*** Begin section ***

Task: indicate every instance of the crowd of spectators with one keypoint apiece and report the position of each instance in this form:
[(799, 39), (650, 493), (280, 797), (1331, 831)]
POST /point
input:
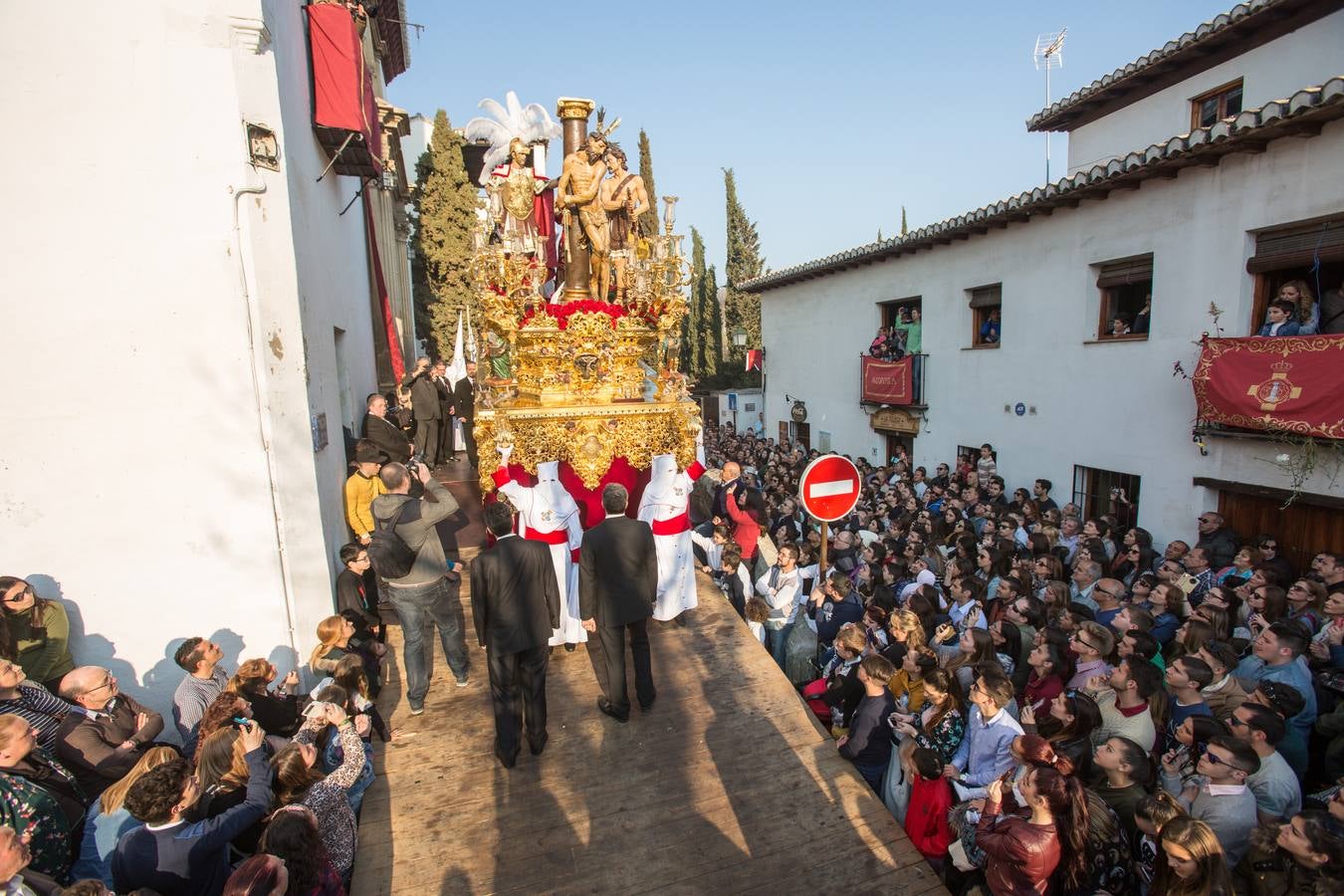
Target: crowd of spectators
[(261, 788), (260, 798), (1050, 703)]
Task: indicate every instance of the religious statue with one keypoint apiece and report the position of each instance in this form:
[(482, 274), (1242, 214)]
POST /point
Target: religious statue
[(498, 356), (518, 206), (579, 188), (624, 198)]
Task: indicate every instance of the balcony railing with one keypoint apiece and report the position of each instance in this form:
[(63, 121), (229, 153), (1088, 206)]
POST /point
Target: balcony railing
[(1286, 384), (899, 383)]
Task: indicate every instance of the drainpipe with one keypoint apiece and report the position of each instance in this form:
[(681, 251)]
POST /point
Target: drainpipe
[(258, 375)]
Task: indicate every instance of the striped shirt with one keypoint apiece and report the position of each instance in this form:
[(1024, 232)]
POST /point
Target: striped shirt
[(190, 702), (39, 710)]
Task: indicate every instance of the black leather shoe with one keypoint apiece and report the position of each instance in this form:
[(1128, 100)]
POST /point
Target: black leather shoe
[(605, 706)]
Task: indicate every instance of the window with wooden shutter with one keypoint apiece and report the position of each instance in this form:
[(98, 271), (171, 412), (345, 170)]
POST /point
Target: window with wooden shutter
[(987, 315), (1126, 297), (1308, 258)]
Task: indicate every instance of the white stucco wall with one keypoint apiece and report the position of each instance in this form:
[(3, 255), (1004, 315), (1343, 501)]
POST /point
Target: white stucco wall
[(1306, 57), (1113, 406), (133, 484)]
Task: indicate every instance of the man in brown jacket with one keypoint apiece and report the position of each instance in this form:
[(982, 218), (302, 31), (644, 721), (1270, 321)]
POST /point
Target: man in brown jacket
[(1226, 692), (107, 734)]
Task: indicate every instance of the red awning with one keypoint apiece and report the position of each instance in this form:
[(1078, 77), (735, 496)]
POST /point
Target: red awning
[(1274, 383), (342, 92), (887, 381)]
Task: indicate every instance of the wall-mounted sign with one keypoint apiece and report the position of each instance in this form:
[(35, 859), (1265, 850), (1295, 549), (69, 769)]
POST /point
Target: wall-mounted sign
[(894, 419)]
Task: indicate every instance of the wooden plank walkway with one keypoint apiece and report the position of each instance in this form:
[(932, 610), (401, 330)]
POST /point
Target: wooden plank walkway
[(726, 786)]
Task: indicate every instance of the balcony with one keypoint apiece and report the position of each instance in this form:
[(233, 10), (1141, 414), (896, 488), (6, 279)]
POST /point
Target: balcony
[(1285, 384), (895, 383)]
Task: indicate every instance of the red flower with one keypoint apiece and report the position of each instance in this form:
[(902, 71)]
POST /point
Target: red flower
[(561, 312)]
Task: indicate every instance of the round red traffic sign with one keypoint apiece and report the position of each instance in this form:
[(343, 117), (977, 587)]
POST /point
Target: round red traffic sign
[(829, 488)]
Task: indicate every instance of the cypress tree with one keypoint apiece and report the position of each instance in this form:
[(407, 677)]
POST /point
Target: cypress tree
[(445, 214), (648, 218), (711, 324), (692, 349), (744, 264)]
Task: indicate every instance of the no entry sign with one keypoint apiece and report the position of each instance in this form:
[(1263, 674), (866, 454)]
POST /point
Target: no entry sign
[(829, 488)]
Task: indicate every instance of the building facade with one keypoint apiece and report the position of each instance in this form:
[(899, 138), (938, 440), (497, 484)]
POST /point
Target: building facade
[(196, 322), (1163, 230)]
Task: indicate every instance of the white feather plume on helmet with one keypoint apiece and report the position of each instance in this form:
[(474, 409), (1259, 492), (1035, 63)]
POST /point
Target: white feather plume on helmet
[(530, 122)]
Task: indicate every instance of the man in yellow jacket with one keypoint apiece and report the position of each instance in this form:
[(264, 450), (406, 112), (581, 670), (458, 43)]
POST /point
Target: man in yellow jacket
[(361, 488)]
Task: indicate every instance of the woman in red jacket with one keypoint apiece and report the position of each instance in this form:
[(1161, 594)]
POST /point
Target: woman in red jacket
[(746, 508), (1024, 853)]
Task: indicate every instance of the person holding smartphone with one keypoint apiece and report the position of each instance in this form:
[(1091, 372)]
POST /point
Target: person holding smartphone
[(429, 591)]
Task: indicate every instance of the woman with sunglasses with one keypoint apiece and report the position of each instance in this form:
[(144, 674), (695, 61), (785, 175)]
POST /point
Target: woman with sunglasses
[(1128, 777), (1300, 857), (1191, 861), (1305, 603), (37, 633), (1067, 723), (1132, 563)]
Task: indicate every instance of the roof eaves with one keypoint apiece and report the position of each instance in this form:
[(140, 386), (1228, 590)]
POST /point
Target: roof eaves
[(1202, 146), (1187, 43)]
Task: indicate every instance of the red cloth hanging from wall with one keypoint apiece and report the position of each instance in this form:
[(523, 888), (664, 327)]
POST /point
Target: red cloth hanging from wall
[(1277, 383), (394, 342), (342, 85), (887, 381)]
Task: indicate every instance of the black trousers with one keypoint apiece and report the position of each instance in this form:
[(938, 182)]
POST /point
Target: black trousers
[(469, 439), (613, 649), (445, 437), (518, 693), (426, 439)]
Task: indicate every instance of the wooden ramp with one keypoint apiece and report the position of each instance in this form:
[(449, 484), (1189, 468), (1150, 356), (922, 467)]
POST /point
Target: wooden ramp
[(726, 786)]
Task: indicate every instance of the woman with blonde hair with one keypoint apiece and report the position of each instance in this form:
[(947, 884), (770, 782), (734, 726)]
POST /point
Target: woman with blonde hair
[(222, 776), (276, 711), (334, 634), (1308, 312), (1191, 861), (108, 819)]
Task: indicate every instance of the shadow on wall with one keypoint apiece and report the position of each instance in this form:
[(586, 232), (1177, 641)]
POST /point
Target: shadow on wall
[(156, 687)]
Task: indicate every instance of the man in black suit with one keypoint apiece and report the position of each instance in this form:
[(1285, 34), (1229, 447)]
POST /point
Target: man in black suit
[(383, 433), (618, 583), (445, 404), (464, 399), (425, 407), (515, 603)]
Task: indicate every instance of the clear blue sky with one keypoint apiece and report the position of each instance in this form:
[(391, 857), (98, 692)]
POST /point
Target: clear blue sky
[(830, 114)]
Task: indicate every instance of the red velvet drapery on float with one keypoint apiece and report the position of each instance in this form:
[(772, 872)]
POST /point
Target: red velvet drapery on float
[(588, 500), (1277, 383)]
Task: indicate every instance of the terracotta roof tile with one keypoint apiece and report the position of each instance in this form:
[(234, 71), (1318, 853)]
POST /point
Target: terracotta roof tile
[(1308, 108)]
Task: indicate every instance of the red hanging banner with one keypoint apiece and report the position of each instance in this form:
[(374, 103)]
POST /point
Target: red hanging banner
[(887, 381), (1277, 383), (384, 303)]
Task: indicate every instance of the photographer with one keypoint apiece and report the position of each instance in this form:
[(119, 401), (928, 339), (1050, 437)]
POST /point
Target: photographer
[(426, 410), (430, 587)]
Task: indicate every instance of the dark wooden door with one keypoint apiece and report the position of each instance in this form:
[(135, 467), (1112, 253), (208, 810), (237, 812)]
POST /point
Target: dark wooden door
[(1302, 530)]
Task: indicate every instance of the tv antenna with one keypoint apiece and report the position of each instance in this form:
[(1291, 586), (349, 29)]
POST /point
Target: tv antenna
[(1048, 54)]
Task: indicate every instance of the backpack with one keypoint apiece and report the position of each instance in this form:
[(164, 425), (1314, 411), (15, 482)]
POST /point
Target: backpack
[(387, 551)]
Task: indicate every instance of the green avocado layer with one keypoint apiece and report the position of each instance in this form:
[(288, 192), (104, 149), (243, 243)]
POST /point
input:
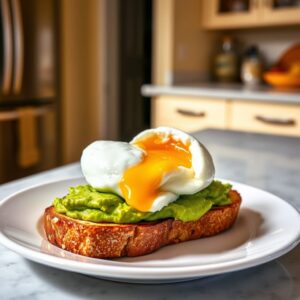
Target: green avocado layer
[(86, 203)]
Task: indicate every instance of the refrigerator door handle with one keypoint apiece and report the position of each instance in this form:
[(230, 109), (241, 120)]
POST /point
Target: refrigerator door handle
[(19, 45), (7, 47)]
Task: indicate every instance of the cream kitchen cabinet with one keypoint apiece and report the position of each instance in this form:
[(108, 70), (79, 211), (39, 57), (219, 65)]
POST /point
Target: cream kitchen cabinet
[(217, 14), (189, 113), (263, 117), (197, 113)]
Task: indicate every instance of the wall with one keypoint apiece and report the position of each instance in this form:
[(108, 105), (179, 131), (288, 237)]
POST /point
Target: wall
[(271, 41), (81, 81), (193, 46), (181, 48)]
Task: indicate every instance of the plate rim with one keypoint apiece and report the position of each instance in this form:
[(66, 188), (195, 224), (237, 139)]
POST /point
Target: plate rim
[(117, 271)]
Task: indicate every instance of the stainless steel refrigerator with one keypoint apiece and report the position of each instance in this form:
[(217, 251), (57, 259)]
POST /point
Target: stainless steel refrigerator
[(29, 87)]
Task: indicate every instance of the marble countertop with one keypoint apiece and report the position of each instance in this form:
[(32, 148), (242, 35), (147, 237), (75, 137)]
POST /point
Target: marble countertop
[(264, 161), (224, 91)]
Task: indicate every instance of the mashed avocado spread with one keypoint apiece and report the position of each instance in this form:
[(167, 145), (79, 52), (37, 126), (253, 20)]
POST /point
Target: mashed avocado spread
[(86, 203)]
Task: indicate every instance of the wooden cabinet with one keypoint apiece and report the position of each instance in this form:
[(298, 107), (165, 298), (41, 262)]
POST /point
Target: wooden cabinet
[(197, 113), (189, 113), (217, 14), (265, 117), (272, 14)]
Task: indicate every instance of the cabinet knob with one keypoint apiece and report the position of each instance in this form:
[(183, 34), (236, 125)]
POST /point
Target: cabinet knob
[(275, 121), (190, 113)]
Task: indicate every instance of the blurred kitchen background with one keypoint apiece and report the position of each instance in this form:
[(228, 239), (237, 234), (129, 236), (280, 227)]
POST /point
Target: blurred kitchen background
[(73, 71)]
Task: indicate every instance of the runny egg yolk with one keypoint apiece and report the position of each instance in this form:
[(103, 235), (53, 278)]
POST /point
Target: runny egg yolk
[(140, 183)]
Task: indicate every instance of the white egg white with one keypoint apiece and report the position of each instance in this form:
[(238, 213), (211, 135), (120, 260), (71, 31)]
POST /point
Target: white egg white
[(103, 164), (184, 181)]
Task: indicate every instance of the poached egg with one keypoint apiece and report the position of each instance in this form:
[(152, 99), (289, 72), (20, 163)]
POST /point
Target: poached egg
[(151, 171)]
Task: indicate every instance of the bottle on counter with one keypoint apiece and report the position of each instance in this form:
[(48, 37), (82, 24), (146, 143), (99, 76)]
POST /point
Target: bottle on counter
[(251, 69), (226, 67)]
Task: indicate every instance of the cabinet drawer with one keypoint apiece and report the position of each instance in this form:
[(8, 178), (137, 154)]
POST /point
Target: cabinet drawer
[(188, 113), (266, 117)]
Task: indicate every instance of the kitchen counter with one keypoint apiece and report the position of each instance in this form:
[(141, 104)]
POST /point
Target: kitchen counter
[(224, 91), (268, 162)]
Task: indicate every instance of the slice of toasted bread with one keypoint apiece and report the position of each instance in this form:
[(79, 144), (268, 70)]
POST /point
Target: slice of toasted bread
[(108, 240)]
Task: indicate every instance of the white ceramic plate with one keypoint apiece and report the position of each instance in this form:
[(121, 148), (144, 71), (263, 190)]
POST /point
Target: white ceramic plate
[(267, 227)]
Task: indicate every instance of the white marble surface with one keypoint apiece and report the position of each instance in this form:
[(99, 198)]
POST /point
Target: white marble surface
[(268, 162), (224, 91)]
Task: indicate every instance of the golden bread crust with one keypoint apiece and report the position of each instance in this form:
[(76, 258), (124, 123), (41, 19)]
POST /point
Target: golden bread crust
[(108, 240)]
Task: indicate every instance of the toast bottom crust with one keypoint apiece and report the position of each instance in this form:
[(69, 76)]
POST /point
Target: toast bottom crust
[(109, 240)]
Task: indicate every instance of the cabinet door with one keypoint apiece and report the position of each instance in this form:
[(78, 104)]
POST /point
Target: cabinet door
[(273, 118), (276, 12), (222, 14), (188, 113)]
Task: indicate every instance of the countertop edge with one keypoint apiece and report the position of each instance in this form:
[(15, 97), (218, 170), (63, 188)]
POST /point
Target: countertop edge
[(228, 94)]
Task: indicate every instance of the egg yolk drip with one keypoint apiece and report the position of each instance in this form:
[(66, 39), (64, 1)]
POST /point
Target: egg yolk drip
[(140, 183)]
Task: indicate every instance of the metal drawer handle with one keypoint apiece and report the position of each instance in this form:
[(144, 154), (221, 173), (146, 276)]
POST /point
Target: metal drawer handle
[(191, 113), (12, 115), (276, 121)]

*** End section ***

### About this exercise:
Return only the stretch of the material above from the line holding "Task: indicate every instance of the woman in" through the line holding "Task: indicate every instance of the woman with blonde", copied exactly.

### Reply to the task:
Task: indicate every instance of the woman in red jacket with one keypoint apiece and report the position of each instance in this form:
[(1161, 594)]
POST /point
Target: woman in red jacket
[(746, 508), (1024, 853)]
Task: indicate every instance of the person holding smartphone with one keypoint apiece and report the position of each instance in this form:
[(1091, 372)]
POST /point
Target: person holding smartphone
[(429, 591)]
Task: indicate every instance of the woman with sunglasses with one keypoint apiece and report the position of each instance in this form:
[(144, 674), (695, 61), (785, 175)]
POST /point
Target: woman with sunglasses
[(1128, 777), (1300, 857), (1191, 861), (1305, 603), (37, 633), (1067, 723), (1132, 563)]
Task: indicate every instance of the roof eaves with one keypoint apiece and report the position of each instance in this form:
[(140, 386), (1228, 590)]
POST /point
Target: roof eaves
[(1202, 146), (1187, 43)]
Task: indicate every instance of the red cloth hanging from wall with one keypoint apiece and report the position of each instance in this form:
[(523, 888), (664, 327)]
POST /point
Target: red cloth hanging from wall
[(1277, 383), (394, 342), (342, 85), (887, 381)]
Task: indicate every instance of the black trousers with one keypoint apiece and report the position of each instance in this form:
[(938, 182)]
POST /point
Target: black trousers
[(469, 439), (613, 649), (445, 437), (518, 693), (426, 439)]
Task: indicate every instance of the wooden ramp with one keypoint apiece and report the position of each instance in this form:
[(449, 484), (1189, 468), (1150, 356), (922, 467)]
POST /point
Target: wooden ramp
[(726, 786)]
Task: indicate every instance of the woman with blonde hair with one keypoint apiece and report the position of each instance in this form:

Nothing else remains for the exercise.